__Aim of the exercise__
Locate every line below that contains the word "front" and copy each one.

__Data provided__

↓↓↓

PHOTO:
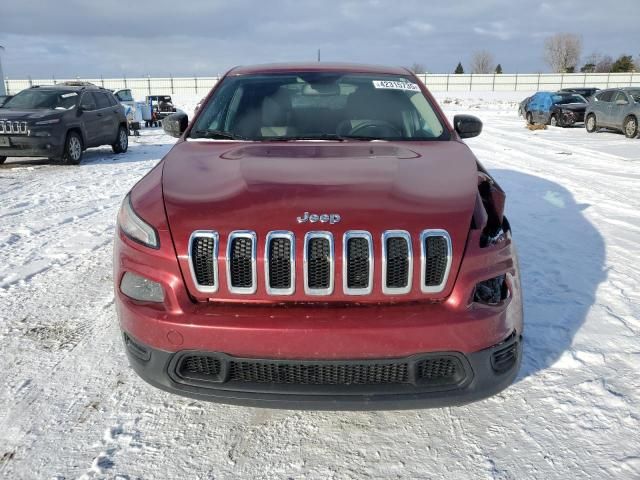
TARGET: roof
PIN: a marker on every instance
(317, 67)
(62, 86)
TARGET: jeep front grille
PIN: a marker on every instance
(358, 255)
(319, 263)
(7, 127)
(203, 255)
(357, 263)
(280, 261)
(241, 262)
(435, 248)
(397, 262)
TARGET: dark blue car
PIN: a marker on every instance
(558, 109)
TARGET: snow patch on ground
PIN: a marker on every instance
(70, 407)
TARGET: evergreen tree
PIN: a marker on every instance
(623, 64)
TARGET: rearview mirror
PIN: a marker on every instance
(467, 126)
(175, 124)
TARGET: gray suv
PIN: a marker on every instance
(60, 122)
(616, 108)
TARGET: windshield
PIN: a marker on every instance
(124, 96)
(564, 99)
(319, 106)
(635, 94)
(37, 99)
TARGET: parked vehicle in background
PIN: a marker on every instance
(615, 108)
(161, 107)
(132, 110)
(199, 104)
(60, 122)
(586, 92)
(320, 237)
(556, 109)
(522, 107)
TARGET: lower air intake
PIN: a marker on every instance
(318, 374)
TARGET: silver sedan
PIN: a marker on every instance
(616, 108)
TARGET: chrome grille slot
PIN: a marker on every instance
(357, 263)
(280, 266)
(319, 268)
(397, 262)
(7, 127)
(241, 262)
(435, 262)
(203, 260)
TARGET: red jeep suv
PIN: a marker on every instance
(320, 237)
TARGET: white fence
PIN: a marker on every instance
(142, 86)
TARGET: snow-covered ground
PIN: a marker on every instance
(70, 407)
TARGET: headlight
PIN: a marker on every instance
(135, 227)
(48, 122)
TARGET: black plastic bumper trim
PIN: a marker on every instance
(481, 382)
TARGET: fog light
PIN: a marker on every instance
(140, 288)
(492, 291)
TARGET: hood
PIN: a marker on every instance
(26, 115)
(226, 186)
(574, 107)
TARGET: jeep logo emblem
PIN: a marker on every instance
(323, 218)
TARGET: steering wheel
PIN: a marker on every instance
(360, 130)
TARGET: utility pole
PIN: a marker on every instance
(2, 89)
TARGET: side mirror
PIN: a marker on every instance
(175, 124)
(467, 126)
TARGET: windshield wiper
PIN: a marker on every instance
(363, 137)
(218, 134)
(325, 136)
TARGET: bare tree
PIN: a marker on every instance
(482, 62)
(562, 52)
(417, 68)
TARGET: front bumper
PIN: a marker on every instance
(481, 374)
(28, 146)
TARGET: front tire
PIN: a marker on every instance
(73, 148)
(630, 127)
(529, 118)
(122, 143)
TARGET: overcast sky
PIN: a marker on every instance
(89, 38)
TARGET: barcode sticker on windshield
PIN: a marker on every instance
(392, 85)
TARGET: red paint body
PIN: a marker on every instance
(226, 185)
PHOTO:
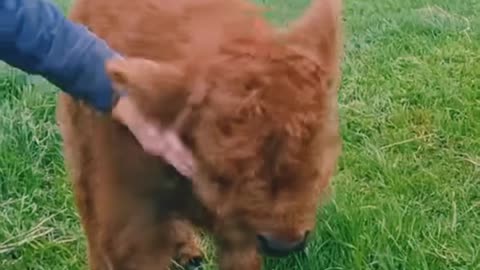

↑↑↑

__Task response__
TARGET: jeep front grille
TARGET: front bumper
TARGET: front tire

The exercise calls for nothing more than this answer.